> _AIM OF THE TASK_
Rewrite the material below, replacing every occurrence of "cracked rock face" with "fractured rock face" and leaving all other text unchanged.

— START DATA SHOWN —

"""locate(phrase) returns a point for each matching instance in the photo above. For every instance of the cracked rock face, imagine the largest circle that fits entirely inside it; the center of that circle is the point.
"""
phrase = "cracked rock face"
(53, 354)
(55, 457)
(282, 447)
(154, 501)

— END DATA SHOWN —

> _OUTPUT OF THE TASK_
"""locate(phrase) returns a point for each matching instance in the photo above. For every instance of the fractured rock face, imagine the largest circle that fits entirely inside it; the center of that circle is the point.
"""
phrase = "fractured rock face"
(53, 354)
(55, 457)
(282, 447)
(154, 501)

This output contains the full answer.